** Start of GIVEN TEXT **

At sixty-one years of age, the South African novelist J.M. Coetzee has crafted several treasures of contemporary fiction, including his most recent novel, Disgrace. The only author ever to win two Booker Prizes, he enjoys the great respect of contemporary novelists and critics. To the delight of his literary colleagues and fans, he has selected this point in his formidable career to consider and comment on the works and reputations of many great writers who came before him.
In Stranger Shores: Literary Essays 1986-1999, Coetzee discusses the canonical giants of several continents. The great novelist and critic boldly set out for distant shores; one of his most remarkable triumphs is to describe in thorough detail the literary traditions of countries vastly different from South Africa. His unique background allows him to comment on these traditions with lively and original insight. Few contemporary writers could produce such compelling commentaries on Samuel Richardson’s novel of 1798, Clarissa, or on Daniel Defoe, whose Robinson Crusoe inspired Coetzee’s own novel, Foe.
In addition to his chapters on Richardson and Defoe, Coetzee brilliantly criticizes several major writers whom you may have always wanted to read but still neglected. The collection covers not only eighteenth and nineteenth century giants (Defoe, Richardson, Turgenev), but also masters of twentieth century European literature (Byatt, Mulisch, Rilke) and dominant figures of Latin American, African, and even Caribbean letters (Borges, Lessing, Phillips).
In a typically far-reaching article, “What is a Classic?” Coetzee manages insightfully to link J.S. Bach, T.S. Eliot, and the Polish poet Zbigniew Herbert. This essay opens the collection and articulates Coetzee’s overarching task. The novelist-turned-critic has set out to exercise “one of the instruments of the cunning of history,” to affirm the privileged status of several classics by slowly and meticulously picking them apart. In doing so, Coetzee inserts himself into the European, African, and colonial literary traditions. His description of Clarissa’s body, for example, complements and even bests many older, stuffier Richardson commentaries.
The book’s opening reflection on the classics also highlights one of Coetzee’s most consistently charming techniques: his revealing treatment of great writers as literary characters. In the case of “What Is a Classic?” the protagonist is T.S. Eliot, whom Coetzee alternately describes as “a man with the magical enterprise of redefining the world around himself” and “a man whose narrowly academic, Eurocentric education has prepared him for little else but life as a mandarin in one of the New England ivory towers.”

** End of GIVEN TEXT **

◆ STATED TASK A: Render this sentence from the book review in French: "This essay opens the collection and articulates Coetzee’s overarching task."

** Start of PROVIDED MATERIAL **

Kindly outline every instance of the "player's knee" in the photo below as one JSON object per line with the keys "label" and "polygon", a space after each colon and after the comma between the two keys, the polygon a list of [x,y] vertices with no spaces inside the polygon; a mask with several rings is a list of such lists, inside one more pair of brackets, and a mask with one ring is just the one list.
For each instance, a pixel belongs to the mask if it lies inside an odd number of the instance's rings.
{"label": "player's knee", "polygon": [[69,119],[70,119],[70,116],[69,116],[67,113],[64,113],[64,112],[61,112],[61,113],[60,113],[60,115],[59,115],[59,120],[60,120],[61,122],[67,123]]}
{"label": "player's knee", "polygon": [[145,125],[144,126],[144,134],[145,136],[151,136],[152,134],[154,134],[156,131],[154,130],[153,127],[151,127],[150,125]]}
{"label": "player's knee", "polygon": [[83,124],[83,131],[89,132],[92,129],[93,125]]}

** End of PROVIDED MATERIAL **

◆ STATED TASK B: Rewrite the segmentation listing with every "mask" changed to "region", keeping all else the same.

◆ COMPLETE RESPONSE A: Cet essai ouvre le recueil et énonce la tâche globale de Coetzee.

◆ COMPLETE RESPONSE B:
Kindly outline every instance of the "player's knee" in the photo below as one JSON object per line with the keys "label" and "polygon", a space after each colon and after the comma between the two keys, the polygon a list of [x,y] vertices with no spaces inside the polygon; a region with several rings is a list of such lists, inside one more pair of brackets, and a region with one ring is just the one list.
For each instance, a pixel belongs to the region if it lies inside an odd number of the instance's rings.
{"label": "player's knee", "polygon": [[69,119],[70,119],[70,116],[69,116],[67,113],[64,113],[64,112],[61,112],[61,113],[60,113],[60,115],[59,115],[59,120],[60,120],[61,122],[67,123]]}
{"label": "player's knee", "polygon": [[145,125],[144,126],[144,134],[145,136],[151,136],[152,134],[154,134],[156,131],[154,130],[153,127],[151,127],[150,125]]}
{"label": "player's knee", "polygon": [[83,124],[83,131],[89,132],[92,129],[93,125]]}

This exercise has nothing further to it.